WHAT YOU ARE ASKED TO DO —
Would you please repeat the data exactly as given?

========

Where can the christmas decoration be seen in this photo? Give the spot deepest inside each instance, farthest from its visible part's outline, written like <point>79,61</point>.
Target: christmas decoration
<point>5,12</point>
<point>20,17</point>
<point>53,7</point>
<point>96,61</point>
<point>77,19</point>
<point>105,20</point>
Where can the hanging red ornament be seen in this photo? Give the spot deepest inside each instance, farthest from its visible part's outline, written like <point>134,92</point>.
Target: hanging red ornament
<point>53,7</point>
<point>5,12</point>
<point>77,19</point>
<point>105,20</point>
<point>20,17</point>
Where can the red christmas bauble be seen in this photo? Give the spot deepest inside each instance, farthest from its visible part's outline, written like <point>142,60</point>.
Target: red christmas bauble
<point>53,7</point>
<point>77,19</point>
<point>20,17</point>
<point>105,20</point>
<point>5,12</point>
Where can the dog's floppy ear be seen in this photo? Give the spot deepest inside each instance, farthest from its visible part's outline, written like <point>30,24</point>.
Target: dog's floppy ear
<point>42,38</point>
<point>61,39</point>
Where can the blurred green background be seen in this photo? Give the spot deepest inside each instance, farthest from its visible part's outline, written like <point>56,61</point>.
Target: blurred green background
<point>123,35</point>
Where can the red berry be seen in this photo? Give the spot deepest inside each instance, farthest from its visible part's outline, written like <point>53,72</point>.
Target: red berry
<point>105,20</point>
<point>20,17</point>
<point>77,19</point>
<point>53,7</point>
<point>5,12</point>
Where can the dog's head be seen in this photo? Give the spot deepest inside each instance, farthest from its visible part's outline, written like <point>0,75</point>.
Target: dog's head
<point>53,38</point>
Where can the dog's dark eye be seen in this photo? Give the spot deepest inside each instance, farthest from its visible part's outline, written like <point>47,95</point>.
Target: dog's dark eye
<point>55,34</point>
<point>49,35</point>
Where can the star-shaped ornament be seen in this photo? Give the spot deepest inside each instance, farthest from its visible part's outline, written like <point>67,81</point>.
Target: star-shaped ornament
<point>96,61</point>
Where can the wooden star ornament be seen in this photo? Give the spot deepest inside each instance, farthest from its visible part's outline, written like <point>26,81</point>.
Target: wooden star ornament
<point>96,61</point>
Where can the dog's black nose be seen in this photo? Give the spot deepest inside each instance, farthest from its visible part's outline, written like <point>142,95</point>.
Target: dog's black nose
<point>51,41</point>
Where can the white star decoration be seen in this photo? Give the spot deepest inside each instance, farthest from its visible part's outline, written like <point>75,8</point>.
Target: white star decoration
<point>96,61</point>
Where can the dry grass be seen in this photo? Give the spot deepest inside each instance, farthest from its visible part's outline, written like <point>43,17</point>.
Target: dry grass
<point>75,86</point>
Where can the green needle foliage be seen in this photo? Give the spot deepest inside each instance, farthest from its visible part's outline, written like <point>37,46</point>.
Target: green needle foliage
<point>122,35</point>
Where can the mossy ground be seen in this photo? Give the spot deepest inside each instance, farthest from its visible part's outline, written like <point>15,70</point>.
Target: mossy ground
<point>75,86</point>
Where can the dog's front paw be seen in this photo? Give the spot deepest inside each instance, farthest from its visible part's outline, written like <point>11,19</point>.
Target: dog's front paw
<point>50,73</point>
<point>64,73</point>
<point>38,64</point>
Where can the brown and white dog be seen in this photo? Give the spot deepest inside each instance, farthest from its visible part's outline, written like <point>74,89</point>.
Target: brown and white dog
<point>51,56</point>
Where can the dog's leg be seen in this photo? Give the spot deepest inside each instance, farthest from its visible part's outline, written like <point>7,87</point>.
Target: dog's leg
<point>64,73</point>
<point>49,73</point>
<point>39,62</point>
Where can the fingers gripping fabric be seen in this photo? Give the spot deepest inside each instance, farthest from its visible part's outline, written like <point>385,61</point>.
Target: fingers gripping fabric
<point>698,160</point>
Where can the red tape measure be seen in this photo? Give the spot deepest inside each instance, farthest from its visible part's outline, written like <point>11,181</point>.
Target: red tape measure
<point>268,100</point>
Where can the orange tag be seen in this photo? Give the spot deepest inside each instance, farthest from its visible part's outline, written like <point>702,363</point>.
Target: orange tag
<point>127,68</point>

========

SOLVED EXERCISE —
Where can the christmas decoration be seen in this photo? Give the spot deepest inside each instance, farthest from its visible part's outline, written like <point>79,61</point>.
Target: christmas decoration
<point>5,12</point>
<point>20,17</point>
<point>53,7</point>
<point>96,61</point>
<point>77,19</point>
<point>105,20</point>
Where can the hanging red ornament be seen in this photo? Give the spot deepest inside each instance, farthest from its visible part's outline, written like <point>134,92</point>.
Target: hanging red ornament
<point>53,7</point>
<point>5,12</point>
<point>77,19</point>
<point>105,20</point>
<point>20,17</point>
Where can the red christmas bauble be seen in this photo? Give the spot deepest inside each instance, farthest from its visible part's outline, written like <point>142,60</point>.
Target: red christmas bauble
<point>53,7</point>
<point>77,19</point>
<point>20,17</point>
<point>105,20</point>
<point>5,12</point>
Where can the dog's floppy ear be seen in this photo? Give the spot deepest inside each instance, farthest from its visible part's outline, written like <point>30,24</point>.
Target: dog's floppy ear
<point>42,38</point>
<point>61,39</point>
Where can the blurred green background be seen in this photo? Give the spot deepest inside each instance, farthest from its visible part's outline, written like <point>56,61</point>.
Target: blurred green background
<point>123,35</point>
Where can the red berry be seen in this photo? Give the spot deepest inside each instance, farthest from its visible part's outline, written like <point>53,72</point>.
Target: red berry
<point>105,20</point>
<point>20,17</point>
<point>77,19</point>
<point>53,7</point>
<point>5,12</point>
Where can the dog's head be seen in this photo? Give the spot deepest inside each instance, farthest from its visible part's outline, written like <point>0,75</point>.
Target: dog's head
<point>53,38</point>
Where can the dog's dark eye be seen in this photo? Give the spot deepest inside each instance, farthest from its visible part's outline, written like <point>47,95</point>.
Target: dog's dark eye
<point>55,34</point>
<point>49,35</point>
Where can the star-shaped ornament be seen in this photo? Give the spot deepest inside each instance, farthest from its visible part's outline, written like <point>67,81</point>.
Target: star-shaped ornament
<point>96,61</point>
Where can the wooden star ornament be seen in this photo? Give the spot deepest inside each instance, farthest from its visible part's outline, written like <point>26,81</point>.
Target: wooden star ornament
<point>96,61</point>
Where can the dog's black nose be seen in this photo? Give the spot deepest inside each instance, farthest from its visible part's outline, written like <point>142,95</point>.
Target: dog's black nose
<point>51,41</point>
Where can the white star decoration be seen in this photo? Give the spot deepest inside each instance, farthest from its visible part's outline, written like <point>75,8</point>.
Target: white star decoration
<point>96,61</point>
Where can the dry grass be seen in this photo? Give the spot deepest inside each instance, farthest from its visible part's outline, written like <point>43,17</point>.
Target: dry grass
<point>75,86</point>
Where can the green needle foliage be seen in this photo? Give the spot deepest inside each instance, farthest from its visible part's outline, written like <point>37,46</point>.
Target: green needle foliage
<point>122,35</point>
Where can the mossy ground be seen in this photo? Give the spot deepest inside each instance, farthest from its visible part's outline, written like <point>15,70</point>.
Target: mossy ground
<point>75,86</point>
Where can the dog's front paw be seen in this photo? Give the spot deepest inside each instance, farthest from its visible part's outline, written like <point>11,19</point>.
Target: dog's front paw
<point>50,73</point>
<point>64,73</point>
<point>38,64</point>
Where can the brown and white dog be seen in this photo? Give the spot deepest inside each instance, farthest from its visible part's outline, written like <point>74,89</point>.
Target: brown and white dog
<point>51,56</point>
Where can the dog's leg be seen in this photo? Give the spot deepest inside each instance, farthest from its visible part's outline, written like <point>7,87</point>.
Target: dog's leg
<point>64,73</point>
<point>49,73</point>
<point>39,62</point>
Where can the fingers gripping fabric be seen in this photo? Give the spot deepest inside each instance, farthest from its visible part's outline, written like <point>385,61</point>.
Target: fingers gripping fabric
<point>698,160</point>
Where can the red tape measure be seen in this photo? Give the spot deepest inside each instance, farthest from its visible part's outline, written like <point>11,181</point>.
Target: red tape measure
<point>268,100</point>
Where can the orange tag be seen in this photo? Give the spot deepest inside each instance, farthest from its visible part's outline, written like <point>702,363</point>.
Target: orange tag
<point>127,68</point>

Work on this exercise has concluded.